---------- Document text

Leaving Glasgow on 24th June, we headed southwards towards Dryfesdale Cemetery at Lockerbie which is the site of the memorial to all 270 victims of the Pan Am Flight 103 bombing. After a quick loop into England, we made a whistle non stop tour through Gretna Green on our way to Dumfries.

Our last motel stay was at Dumfries (2 nights). On Day 25, our mission was to find the final four cemeteries, none of which were in close proximity to each other and all with just a single casualty. A slow drive towards Stranraer and then south to the Mull of Galloway brought us to Kirk Maiden on Luce Bay. Then, we headed to the Clachan of Penninghame which is approached via a narrow unclassified road leading to a farm track.

Our final two churchyards were at Kirkbean and Kirkton. Afterwards, we simply collapsed into the car with sheer relief. Mission accomplished! We had managed to complete 302 out of the 307 Scottish memorials and visited 156 of the 161 different locations from our original list.

--------------------
---------- Data supplied

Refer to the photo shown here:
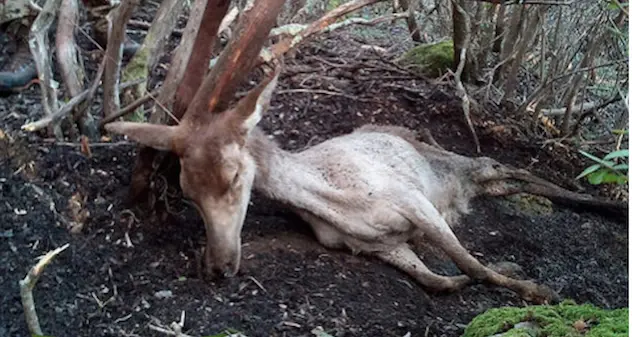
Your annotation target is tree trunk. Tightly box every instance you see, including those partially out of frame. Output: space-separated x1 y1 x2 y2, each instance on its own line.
130 0 283 200
452 0 474 82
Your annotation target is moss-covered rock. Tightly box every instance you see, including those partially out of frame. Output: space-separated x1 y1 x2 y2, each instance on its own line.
462 301 629 337
398 40 455 77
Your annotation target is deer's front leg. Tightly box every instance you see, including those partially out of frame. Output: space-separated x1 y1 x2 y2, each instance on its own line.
375 244 471 292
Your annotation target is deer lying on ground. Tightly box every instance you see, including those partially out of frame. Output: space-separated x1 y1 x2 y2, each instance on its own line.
106 67 556 303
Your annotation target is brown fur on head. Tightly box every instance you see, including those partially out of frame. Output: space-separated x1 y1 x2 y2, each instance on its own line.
105 67 280 276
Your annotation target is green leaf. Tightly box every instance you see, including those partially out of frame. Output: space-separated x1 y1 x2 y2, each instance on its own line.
602 172 620 184
588 169 608 185
612 129 629 136
603 149 630 160
575 164 601 179
579 150 615 169
612 164 628 171
617 174 628 185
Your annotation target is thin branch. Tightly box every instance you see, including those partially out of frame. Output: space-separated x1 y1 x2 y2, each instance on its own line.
103 0 140 116
22 58 106 132
99 90 159 128
452 0 481 153
276 89 369 102
20 243 70 335
264 0 383 62
29 0 61 137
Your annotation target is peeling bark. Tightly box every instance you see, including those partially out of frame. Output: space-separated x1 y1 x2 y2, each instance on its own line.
103 0 140 116
55 0 96 137
122 0 184 120
29 0 63 139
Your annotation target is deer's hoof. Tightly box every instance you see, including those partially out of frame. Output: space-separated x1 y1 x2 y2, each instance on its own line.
523 282 562 304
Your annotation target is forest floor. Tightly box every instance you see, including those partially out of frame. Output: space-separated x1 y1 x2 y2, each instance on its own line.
0 4 628 337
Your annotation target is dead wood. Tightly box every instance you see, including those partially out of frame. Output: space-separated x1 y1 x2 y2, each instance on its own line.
128 0 214 202
55 0 96 136
452 0 481 152
22 53 106 132
20 244 69 336
122 0 184 121
401 0 422 42
173 0 230 118
270 0 383 57
129 0 283 201
482 169 628 219
185 0 286 120
29 0 63 139
103 0 140 116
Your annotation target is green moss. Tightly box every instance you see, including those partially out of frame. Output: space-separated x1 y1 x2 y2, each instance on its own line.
462 301 629 337
398 40 454 77
121 48 149 122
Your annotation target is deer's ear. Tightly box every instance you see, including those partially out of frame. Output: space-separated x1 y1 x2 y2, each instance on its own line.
235 67 281 132
105 122 177 151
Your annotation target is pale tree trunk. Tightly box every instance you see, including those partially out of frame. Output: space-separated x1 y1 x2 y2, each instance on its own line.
400 0 423 42
502 5 549 101
452 0 476 83
129 0 227 202
55 0 97 138
494 6 524 81
122 0 185 121
492 1 507 53
560 22 605 135
103 0 140 117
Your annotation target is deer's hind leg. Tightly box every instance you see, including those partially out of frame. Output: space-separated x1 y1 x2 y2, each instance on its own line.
409 200 558 303
375 244 471 292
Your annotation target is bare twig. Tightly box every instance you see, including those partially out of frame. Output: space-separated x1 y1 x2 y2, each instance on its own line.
147 0 214 123
29 0 62 138
452 0 481 153
276 89 369 102
119 0 185 121
55 0 93 135
264 0 383 58
20 243 70 335
22 58 106 132
99 90 158 127
22 90 90 132
103 0 140 116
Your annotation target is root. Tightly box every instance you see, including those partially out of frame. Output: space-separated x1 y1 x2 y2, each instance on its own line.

--------------------

● Required actions:
- 1) Using the account of the drive from Glasgow, answer each question below.
(a) How many victims does the memorial at Dryfesdale Cemetery commemorate?
(b) How many nights was the motel stay at Dumfries?
(c) How many of the 307 Scottish memorials were completed?
- 2) Select every line of the records that contains the string "trunk". Case counts.

● Answers given:
- 1)
(a) 270
(b) 2
(c) 302

- 2)
Your annotation target is tree trunk. Tightly box every instance you see, including those partially out of frame. Output: space-separated x1 y1 x2 y2, each instance on its own line.
Your annotation target is pale tree trunk. Tightly box every instance you see, including those partially out of frame. Output: space-separated x1 y1 x2 y2, each instance on its own line.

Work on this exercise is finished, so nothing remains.